_Page extract_:
[Start of section]
2.3. Green Synthesis of MgO-NPs

2.3.1. Preparation of Fungal Biomass Filtrate

Three disks (0.8 cm in diameter) of the old culture of fungal strain E3 were inoculated into 100 mL of malt extract broth (MAB) media and incubated for 5 days at 30 ± 2 °C under 150 rpm shaking condition. At the end of the incubation period, the inoculated MAB was centrifuged and fungal biomass was collected. About 10.0 g of fungal biomass was resuspended in 100 mL dis. H₂O for 48 h. at 30 ± 2 °C and 150 rpm shaking condition. The previous mixture was centrifuged at 10,000 rpm for 5 minutes and the supernatant (fungal biomass filtrate) was collected and used for green synthesis of MgO-NPs.

2.3.2. Green Synthesis of MgO-NPs

Approximately 102.5 mg of Mg(NO₃)₂·6H₂O was dissolved in 10 mL dis. H₂O, then mixed with 90 mL of fungal biomass filtrate overnight to produce a final concentration of 4 mM. At the end of the incubation period, the Mg(OH)₂ was formed as turbid white precipitate, which was collected and rinsed with dis. H₂O to remove any impurities before being oven-dried at 100 °C for 1 h (Equation (1)).

$$\mathrm{Mg}({\mathrm{NO}}_3{)}_2·6{\mathrm{H}}_2\mathrm{O}+{\mathrm{H}}_2\mathrm{O}\underset{\mathrm{Metabolities}}{\overset{\mathrm{Fungal}}{\to }}\mathrm{Mg}(\mathrm{OH}{)}_2$$

(1)

The formed Mg(OH)₂ was calcinated at 400 °C for 3 h to form MgO-NPs, as represented in Equation (2) [31]. The controls including fungal biomass filtrate and Mg(NO₃)₂·6H₂O solution ran alongside the experiment under the same conditions.

$$\mathrm{Mg}(\mathrm{OH}{)}_2 \stackrel{400°\mathrm{C}}{\to } \mathrm{MgO}$$

(2)

2.4. Optimizing Myco-Synthesis of MgO-NPs

The MgO-NPs production and distribution were affected by the environmental factors such as pH, contact times, incubation temperature, and precursor concentrations. These factors were investigated at maximum surface plasmon resonance (SPR) detected by using a UV-Vis spectrophotometer (Jenway 6305, Staffordshire, UK). The effect of pH values at 6, 7, 8, 9, 10, and 11 on MgO-NPs sorption properties was investigated. The contact time either between fungal biomass and distilled water to produce biomass filtrate (24, 48, 72, and 96 h) or times between biomass filtrate and precursors (6, 12, 24, 36, 48, and 72 h) were also investigated. The incubation temperature (25 °C to 40 °C with intervals of 5 degrees) and precursor concentrations (1–5 mM) were assessed. At the end of each parameter, 1.0 mL of the sample was withdrawn and measured at maximum SPR at λ_max = 282 nm.
[End of section]
_Records supplied_:
[Start of section]
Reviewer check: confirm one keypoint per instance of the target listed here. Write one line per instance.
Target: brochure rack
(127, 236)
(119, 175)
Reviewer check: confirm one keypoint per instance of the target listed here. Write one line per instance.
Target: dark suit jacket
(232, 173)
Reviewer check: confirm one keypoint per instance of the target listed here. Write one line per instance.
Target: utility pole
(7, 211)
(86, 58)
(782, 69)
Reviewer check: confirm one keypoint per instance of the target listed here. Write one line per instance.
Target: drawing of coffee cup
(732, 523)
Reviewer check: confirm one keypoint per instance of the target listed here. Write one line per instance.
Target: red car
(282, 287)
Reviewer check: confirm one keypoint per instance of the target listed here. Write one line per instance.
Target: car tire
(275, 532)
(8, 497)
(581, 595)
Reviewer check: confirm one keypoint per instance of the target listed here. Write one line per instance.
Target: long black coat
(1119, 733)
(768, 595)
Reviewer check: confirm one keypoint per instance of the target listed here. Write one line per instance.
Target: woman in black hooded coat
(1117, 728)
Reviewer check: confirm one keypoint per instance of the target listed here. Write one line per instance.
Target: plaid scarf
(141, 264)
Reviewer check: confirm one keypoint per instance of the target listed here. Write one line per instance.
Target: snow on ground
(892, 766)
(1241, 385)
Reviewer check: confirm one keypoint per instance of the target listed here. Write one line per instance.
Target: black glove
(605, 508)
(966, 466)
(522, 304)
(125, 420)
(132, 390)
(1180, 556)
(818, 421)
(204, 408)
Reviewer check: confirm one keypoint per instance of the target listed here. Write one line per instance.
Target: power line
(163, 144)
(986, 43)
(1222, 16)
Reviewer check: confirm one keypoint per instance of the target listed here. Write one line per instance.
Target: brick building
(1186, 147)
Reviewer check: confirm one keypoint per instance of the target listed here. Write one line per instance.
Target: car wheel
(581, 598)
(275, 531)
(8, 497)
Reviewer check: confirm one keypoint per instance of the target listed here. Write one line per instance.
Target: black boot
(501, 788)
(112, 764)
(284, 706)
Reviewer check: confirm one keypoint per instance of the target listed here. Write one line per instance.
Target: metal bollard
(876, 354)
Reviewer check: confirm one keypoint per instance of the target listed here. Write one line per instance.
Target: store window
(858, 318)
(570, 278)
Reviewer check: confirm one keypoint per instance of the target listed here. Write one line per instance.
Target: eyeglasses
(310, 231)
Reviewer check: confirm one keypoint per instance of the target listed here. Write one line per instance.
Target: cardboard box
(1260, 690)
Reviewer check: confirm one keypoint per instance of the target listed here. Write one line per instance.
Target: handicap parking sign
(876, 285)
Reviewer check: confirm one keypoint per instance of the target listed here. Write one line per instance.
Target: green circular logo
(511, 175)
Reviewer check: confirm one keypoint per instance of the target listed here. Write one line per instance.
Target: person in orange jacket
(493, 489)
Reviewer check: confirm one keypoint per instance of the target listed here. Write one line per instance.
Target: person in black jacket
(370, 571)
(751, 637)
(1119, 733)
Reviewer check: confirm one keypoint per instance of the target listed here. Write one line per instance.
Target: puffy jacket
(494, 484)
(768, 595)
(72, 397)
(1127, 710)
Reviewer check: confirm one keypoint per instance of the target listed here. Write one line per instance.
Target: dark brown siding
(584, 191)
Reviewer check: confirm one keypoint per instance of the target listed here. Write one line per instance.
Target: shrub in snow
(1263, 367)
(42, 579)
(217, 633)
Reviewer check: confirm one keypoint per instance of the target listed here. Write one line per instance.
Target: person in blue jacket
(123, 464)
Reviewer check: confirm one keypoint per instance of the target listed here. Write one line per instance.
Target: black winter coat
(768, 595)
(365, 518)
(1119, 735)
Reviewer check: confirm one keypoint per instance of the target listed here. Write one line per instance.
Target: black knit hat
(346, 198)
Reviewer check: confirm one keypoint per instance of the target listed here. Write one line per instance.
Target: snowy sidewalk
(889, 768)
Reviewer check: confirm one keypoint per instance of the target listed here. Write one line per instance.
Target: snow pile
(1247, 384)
[End of section]
_Requirement_: List the environmental factors that the MgO-NP synthesis extract names as affecting MgO-NPs production and distribution.

_Response to this task_: pH, contact times, incubation temperature, precursor concentrations